Les bas-reliefs du château de La Roche-Guyon ont fait l'objet d'une restauration entre 2010 et 2019 sous le contrôle scientifique et technique de la DRAC Île-de-France. Retour sur l'histoire de ces œuvres et sur les choix de restauration de la conservation régionale des monuments historiques.

​Genèse des bas-reliefs attribués à Constant Delaperche

Le duc de Rohan, propriétaire du château au début du XIXème siècle prend la résolution après le double deuil de son épouse et de son père de se vouer à Dieu et à l’état ecclésiastique.  En 1816, il se réfugie à La Roche-Guyon comme un lieu de retraite. Il décide alors d’implanter une chapelle à l’emplacement de l’ancienne chapelle Notre-Dame des Neiges qui, par sa légende lui semblait l’authentique sanctuaire du château.  Les travaux sont exécutés de 1816 à 1819. Ils ont été réalisés par l’architecte Joseph-Antoine Froelicher (1790-1866), né en Suisse et qui, grâce à la protection de la duchesse de Berry, a travaillé essentiellement en France pour une clientèle aristocratique fortunée. Sa première œuvre est d’ailleurs le recreusement de la chapelle souterraine, qui ouvre à gauche sur un caveau familial désaffecté, et a gardé ses parements naturels de craie à silex. Ce lieu de culte primitif a été agrandi par la création de deux autres chapelles et d’une sacristie. Les trois « nefs » sont reliées par plusieurs passages, notamment un corridor surélevé au sud. Les voûtes et les murs sont enduits de plâtre peint en faux appareil de pierre de taille.

(Extraits de données d'annotation par points)
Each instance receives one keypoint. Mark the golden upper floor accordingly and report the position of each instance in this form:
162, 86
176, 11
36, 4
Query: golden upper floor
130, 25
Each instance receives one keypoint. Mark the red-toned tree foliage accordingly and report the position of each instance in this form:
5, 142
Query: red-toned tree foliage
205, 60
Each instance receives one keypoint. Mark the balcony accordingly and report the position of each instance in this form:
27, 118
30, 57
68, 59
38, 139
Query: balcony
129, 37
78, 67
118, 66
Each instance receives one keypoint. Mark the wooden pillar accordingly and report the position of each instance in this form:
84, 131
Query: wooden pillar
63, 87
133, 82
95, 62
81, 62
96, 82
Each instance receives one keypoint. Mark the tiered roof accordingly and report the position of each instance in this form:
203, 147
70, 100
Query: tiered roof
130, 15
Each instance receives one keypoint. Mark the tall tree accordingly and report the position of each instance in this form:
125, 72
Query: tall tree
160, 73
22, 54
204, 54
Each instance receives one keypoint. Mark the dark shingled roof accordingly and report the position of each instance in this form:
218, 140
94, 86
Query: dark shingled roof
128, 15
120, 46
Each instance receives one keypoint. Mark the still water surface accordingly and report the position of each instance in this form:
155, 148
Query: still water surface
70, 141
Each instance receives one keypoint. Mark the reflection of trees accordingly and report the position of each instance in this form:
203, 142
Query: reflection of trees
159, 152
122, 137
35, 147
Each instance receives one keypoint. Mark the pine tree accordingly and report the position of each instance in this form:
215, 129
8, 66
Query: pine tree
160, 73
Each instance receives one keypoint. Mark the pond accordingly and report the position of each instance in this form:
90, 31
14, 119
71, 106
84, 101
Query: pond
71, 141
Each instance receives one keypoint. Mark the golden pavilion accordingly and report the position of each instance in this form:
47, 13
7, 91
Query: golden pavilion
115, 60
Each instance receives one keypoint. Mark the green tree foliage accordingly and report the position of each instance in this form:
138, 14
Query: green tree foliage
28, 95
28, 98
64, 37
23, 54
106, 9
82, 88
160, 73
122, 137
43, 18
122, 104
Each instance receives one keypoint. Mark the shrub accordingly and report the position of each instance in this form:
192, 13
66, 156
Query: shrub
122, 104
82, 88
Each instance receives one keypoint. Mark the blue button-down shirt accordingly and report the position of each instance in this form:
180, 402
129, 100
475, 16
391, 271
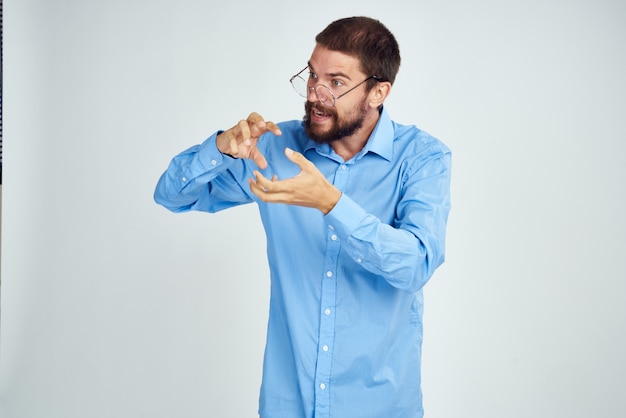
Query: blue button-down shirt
345, 324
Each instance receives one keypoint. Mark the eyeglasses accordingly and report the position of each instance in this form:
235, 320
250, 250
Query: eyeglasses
323, 93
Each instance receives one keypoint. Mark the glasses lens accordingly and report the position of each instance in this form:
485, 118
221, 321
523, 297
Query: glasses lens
299, 85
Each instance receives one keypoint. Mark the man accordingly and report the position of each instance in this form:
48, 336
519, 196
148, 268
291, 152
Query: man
354, 208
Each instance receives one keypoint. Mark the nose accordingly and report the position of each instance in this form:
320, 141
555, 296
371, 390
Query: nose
312, 94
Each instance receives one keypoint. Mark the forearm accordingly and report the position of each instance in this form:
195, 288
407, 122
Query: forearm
194, 177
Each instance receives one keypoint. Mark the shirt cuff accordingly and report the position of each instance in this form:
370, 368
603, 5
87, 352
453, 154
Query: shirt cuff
210, 156
346, 216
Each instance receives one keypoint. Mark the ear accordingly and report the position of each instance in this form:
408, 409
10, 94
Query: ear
379, 93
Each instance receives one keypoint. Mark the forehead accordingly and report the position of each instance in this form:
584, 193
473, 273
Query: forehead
326, 62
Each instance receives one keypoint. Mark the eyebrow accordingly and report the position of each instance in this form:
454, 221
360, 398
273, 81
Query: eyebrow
339, 74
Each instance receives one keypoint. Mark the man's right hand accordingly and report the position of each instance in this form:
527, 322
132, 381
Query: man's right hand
240, 140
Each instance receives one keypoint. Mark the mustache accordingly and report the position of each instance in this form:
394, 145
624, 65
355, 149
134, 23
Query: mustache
310, 106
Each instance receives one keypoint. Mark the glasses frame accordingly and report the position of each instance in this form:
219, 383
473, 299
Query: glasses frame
314, 88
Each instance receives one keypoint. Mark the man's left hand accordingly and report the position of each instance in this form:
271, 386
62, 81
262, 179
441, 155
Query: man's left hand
308, 188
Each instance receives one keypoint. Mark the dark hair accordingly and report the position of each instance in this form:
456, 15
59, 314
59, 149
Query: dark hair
368, 40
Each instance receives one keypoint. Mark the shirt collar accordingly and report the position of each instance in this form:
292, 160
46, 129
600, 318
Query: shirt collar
380, 141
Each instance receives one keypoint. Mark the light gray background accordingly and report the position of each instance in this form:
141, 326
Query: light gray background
113, 307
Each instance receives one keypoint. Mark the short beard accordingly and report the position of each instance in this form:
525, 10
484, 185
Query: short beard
339, 129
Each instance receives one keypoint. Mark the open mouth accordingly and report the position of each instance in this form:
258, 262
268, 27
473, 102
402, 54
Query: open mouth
320, 114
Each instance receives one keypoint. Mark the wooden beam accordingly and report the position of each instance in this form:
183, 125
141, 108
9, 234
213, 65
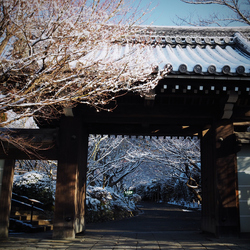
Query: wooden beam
43, 141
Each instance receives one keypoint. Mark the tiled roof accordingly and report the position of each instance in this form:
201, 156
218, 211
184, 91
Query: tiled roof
190, 50
206, 51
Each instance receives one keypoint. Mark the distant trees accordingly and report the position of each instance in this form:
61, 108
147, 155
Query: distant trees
239, 9
114, 161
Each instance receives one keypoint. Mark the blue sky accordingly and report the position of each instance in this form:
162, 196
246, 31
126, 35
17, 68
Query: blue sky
166, 11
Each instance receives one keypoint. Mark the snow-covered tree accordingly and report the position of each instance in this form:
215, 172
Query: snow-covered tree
111, 159
56, 54
239, 9
125, 162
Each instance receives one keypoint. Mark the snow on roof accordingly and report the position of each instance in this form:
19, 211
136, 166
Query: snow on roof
205, 51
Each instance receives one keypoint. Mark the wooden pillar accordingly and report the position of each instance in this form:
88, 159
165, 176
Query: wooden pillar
5, 197
208, 177
69, 216
220, 213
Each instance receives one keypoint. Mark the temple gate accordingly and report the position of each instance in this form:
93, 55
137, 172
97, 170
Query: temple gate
207, 94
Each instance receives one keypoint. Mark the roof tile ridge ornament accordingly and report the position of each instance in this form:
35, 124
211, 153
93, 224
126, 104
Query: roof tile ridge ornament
242, 42
193, 35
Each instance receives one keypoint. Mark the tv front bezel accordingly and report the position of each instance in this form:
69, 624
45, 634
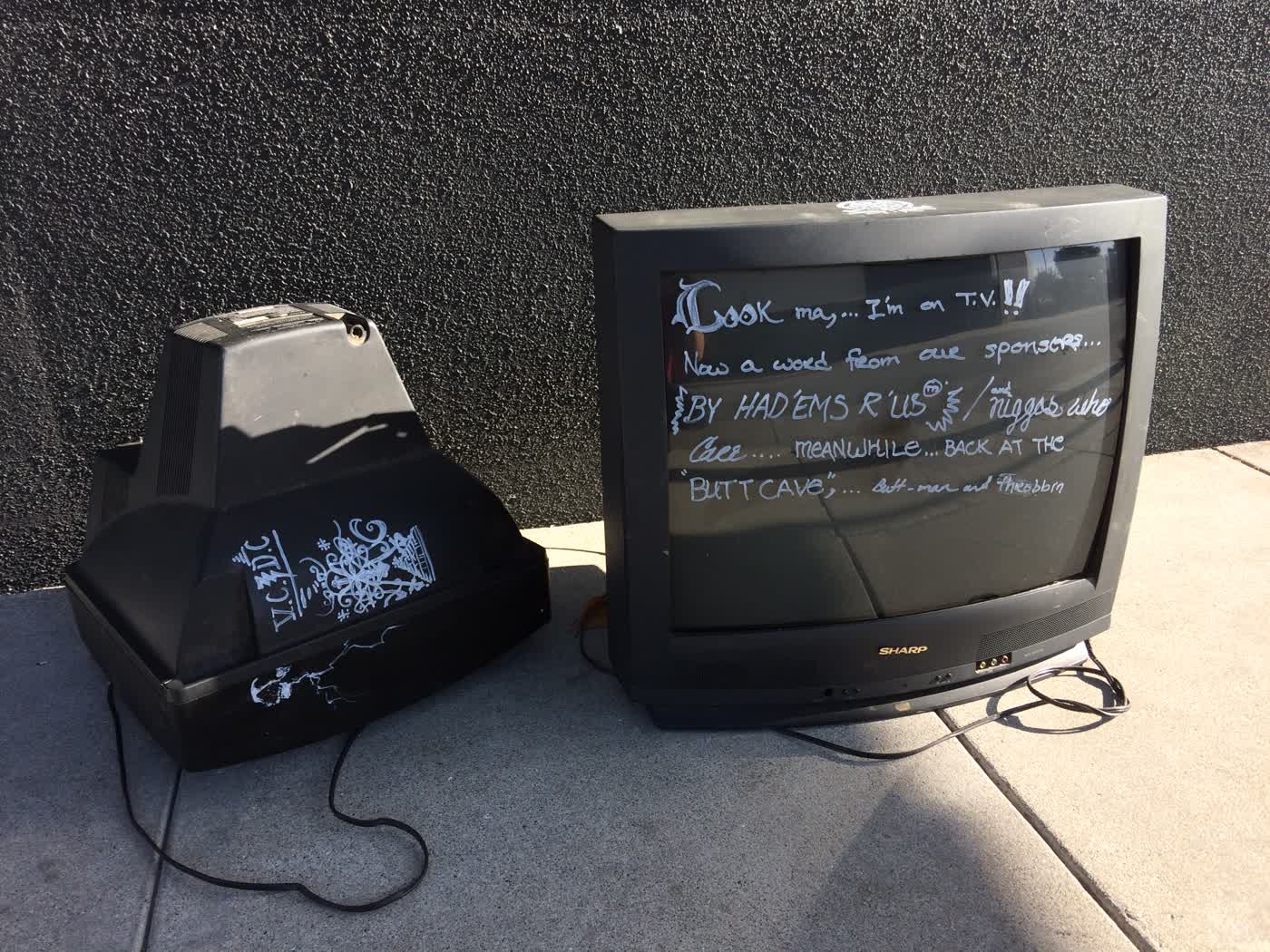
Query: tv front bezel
762, 676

*Objectif du travail*
Poursuivez le texte sur les bas-reliefs du château de La Roche-Guyon en reprenant juste après sa dernière phrase.

*Réponse rédigée*
La chapelle principale, creusée en cul de four, voûtée en arc segmentaire et agrémentée de deux colonnes toscanes, de deux pilastres et de fins bandeaux, assure une subtile transition de rythme et d’harmonie. Les faux joints creusés accentuent la référence à l’antique dans le style néoclassique de cet ensemble. C’est dans cette chapelle d’axe que le peintre et sculpteur Constant Delaperche réalise en 1816 des œuvres en terre cuite appartenant à un ensemble de quatre scènes. Ces bas-reliefs nous transportent aux origines du château de La Roche-Guyon : leurs sujets, liés à la légende de sainte Pience, noble veuve propriétaire du château au IIIe siècle et leur emplacement dans le parement des murs de la plus grande chapelle creusée dans le rocher, renvoient au château troglodytique des origines.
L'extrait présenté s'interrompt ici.